» What needs to be done: Word for word, return the entries listed below.

========================================================================

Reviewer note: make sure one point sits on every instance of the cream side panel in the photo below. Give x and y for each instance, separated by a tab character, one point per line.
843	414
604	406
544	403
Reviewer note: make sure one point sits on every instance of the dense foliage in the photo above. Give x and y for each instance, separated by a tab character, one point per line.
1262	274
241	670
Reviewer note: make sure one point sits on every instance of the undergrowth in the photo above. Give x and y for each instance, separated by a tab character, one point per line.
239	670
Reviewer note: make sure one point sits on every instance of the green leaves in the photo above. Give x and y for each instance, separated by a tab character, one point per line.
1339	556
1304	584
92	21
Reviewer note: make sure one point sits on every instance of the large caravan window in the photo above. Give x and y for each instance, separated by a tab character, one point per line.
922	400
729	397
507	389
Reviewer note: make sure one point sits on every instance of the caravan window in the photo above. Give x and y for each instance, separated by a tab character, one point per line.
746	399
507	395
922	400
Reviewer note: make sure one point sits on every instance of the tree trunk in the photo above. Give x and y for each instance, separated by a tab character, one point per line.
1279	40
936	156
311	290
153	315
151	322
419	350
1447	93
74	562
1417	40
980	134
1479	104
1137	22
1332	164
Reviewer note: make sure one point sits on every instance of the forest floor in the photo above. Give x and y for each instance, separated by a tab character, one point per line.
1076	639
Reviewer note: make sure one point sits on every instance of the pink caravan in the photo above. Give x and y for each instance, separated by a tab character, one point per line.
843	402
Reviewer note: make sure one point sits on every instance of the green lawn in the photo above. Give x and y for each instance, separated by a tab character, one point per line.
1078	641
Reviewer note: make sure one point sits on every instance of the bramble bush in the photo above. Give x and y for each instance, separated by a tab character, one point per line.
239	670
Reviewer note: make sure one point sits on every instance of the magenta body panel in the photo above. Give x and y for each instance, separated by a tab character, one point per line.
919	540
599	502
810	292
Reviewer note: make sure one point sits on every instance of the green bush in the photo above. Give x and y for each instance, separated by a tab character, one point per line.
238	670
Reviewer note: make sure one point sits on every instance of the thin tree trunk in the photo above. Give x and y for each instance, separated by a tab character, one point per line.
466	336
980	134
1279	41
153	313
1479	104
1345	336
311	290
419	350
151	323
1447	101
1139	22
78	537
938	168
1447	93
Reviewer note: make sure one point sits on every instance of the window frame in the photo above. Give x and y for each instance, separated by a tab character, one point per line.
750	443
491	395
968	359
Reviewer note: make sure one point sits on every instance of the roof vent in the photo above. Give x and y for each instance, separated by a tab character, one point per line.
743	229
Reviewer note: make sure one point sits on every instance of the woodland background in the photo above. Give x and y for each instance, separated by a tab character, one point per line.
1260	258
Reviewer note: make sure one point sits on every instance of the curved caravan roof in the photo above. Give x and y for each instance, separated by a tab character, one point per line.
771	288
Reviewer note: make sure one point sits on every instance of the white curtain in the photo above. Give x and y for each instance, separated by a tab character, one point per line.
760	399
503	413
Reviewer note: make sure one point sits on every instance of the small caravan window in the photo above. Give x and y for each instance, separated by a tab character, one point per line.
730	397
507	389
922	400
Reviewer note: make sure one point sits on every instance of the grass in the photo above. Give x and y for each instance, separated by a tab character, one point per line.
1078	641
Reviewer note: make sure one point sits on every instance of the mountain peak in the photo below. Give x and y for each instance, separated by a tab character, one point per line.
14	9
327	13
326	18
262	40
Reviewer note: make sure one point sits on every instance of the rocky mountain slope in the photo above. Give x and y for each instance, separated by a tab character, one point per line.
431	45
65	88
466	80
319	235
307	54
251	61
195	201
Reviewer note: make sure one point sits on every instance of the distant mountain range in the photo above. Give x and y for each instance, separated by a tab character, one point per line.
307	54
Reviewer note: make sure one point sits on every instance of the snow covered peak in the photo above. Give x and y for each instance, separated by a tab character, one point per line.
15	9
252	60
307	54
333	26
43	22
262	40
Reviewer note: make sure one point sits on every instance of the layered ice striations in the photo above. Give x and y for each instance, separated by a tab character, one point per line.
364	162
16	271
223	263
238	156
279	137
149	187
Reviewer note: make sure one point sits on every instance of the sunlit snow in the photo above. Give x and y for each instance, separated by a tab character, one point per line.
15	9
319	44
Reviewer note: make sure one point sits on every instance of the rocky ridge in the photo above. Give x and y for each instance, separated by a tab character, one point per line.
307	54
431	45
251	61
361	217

========================================================================

» Your solution:
Reviewer note: make sure one point sits on every instance of the cream side panel in the photo below. Give x and y for each instance, separated by a tab character, one point per line.
843	414
604	406
544	403
Reviewer note: make sure one point sits on every instance of the dense foliage in the photo above. Give x and y for each instance, separated by a tab character, one point per line.
1262	274
241	670
Reviewer note: make sure one point sits on every instance of the undergrowth in the photo above. Give x and y for each instance, separated by a tab character, one point per line.
239	670
Reviewer note: make sure one point sits on every instance of the green leaves in the photo above. Give x and y for each instance, separated by a tab character, one point per line.
1339	556
1304	584
92	21
Reviewer note: make sure one point sits on every instance of the large caravan window in the photo above. Give x and y for each instance, separated by a tab character, one point per line.
922	400
729	397
507	389
Reviewer note: make sure one point sits on every instance of the caravan window in the photo above. Give x and y for each instance, separated by a tab character, one point per line.
746	399
507	395
922	400
Reviewer note: make sure one point sits on every instance of the tree trunk in the photo above. Give x and y for each instance, separated by a tab character, one point per line.
1279	40
936	156
311	290
153	315
151	322
419	350
1447	93
74	562
1417	40
980	134
1479	104
1137	22
1332	164
Reviewer note: make sure one point sits on every instance of the forest floor in the photo above. Give x and y for each instance, separated by a tab character, one point per line.
1076	639
Reviewer note: make sure one point sits on every instance of the pink caravan in the photo above. Give x and y for each instance, separated by a tab character, one point per line.
843	402
Reviewer note: make sure one point sits on every instance of the green lawn in the photo above. Give x and y for each instance, separated by a tab character, one point per line.
1078	641
Reviewer note: make sure one point sits on every instance of the bramble bush in the photo above. Give x and y for each instance, separated by a tab character, one point per line.
239	670
Reviewer note: make sure one point sits on every instance of the magenta body panel in the photo above. Give x and y for each instance, separated by a tab character, one point per line.
919	540
599	502
810	292
Reviewer note: make sure one point sits on every instance of the green bush in the photo above. Give x and y for each instance, separated by a tab character, one point per line.
238	670
Reviewer note: make sure one point sits on every instance of the thin tree trunk in the photo above. Give x and y for each instance, separated by a tab character, one point per line.
466	336
980	134
1279	41
153	313
1479	104
1345	336
311	290
419	350
151	323
1447	101
1139	22
78	537
938	168
1447	93
Reviewer note: make sure one point sits on every instance of the window frame in the photo above. Give x and y for each instance, separated by a tab character, one point per line.
750	443
491	395
968	359
Reviewer note: make sure one point sits on every instance of the roof vent in the photo above. Give x and y for each instance, separated by a tab character, one point per line.
743	229
Reviewer note: make sure one point sits on every instance of the woodland background in the photo above. Give x and y for each instance, separated by a tab character, one point per line.
1260	258
Reviewer note: make sure one point sits on every instance of the curved caravan roof in the photo above. Give x and y for each instance, separated by a tab character, one point per line.
771	288
Reviewer note: make sure one point sits on every instance of the white curtain in the photo above. Give x and y for each instance, separated by a tab character, one point per line.
760	399
503	413
Reviewer note: make sure one point sits on every instance of the small caravan window in the photo above. Give x and y for each instance, separated by a tab character, one point per line.
730	397
507	389
922	400
Reviewer note: make sure one point sits on every instance of the grass in the photo above. Give x and y for each instance, separated by a tab character, one point per line.
1078	641
Reviewer note: make sure one point sits on every instance of the mountain peak in the photo below. Give x and y for each instance, separated by a tab character, one point per line.
14	9
327	13
326	18
262	40
Reviewer note: make sure one point sits on every instance of the rocky mountain slope in the photo above. Give x and y for each instance, separated by a tab character, one point per line.
431	45
65	88
466	80
319	235
307	54
251	61
195	201
Reviewer note: make sure one point sits on every instance of the distant mountain range in the photo above. Give x and y for each instance, separated by a tab character, one point per line.
307	54
Reviewer note: make sure one point sits on every instance of the snow covered peak in the photo above. Give x and y for each instance, separated by a tab character, one point per line.
15	9
252	60
307	54
333	26
43	22
262	40
Reviewer note: make sure one point sits on every instance of the layered ice striations in the photo above. Give x and y for each instance, separated by a tab character, one point per line.
364	162
16	271
223	263
238	156
279	137
149	187
Reviewer note: make sure one point sits on every instance of the sunlit snow in the photo above. Give x and y for each instance, separated by a tab character, one point per line.
15	9
319	44
Reviewer note: make sure one point sits on every instance of the rocky ridge in the photo above. Give x and y for each instance, separated by a tab character, one point per line.
307	54
431	45
251	61
361	217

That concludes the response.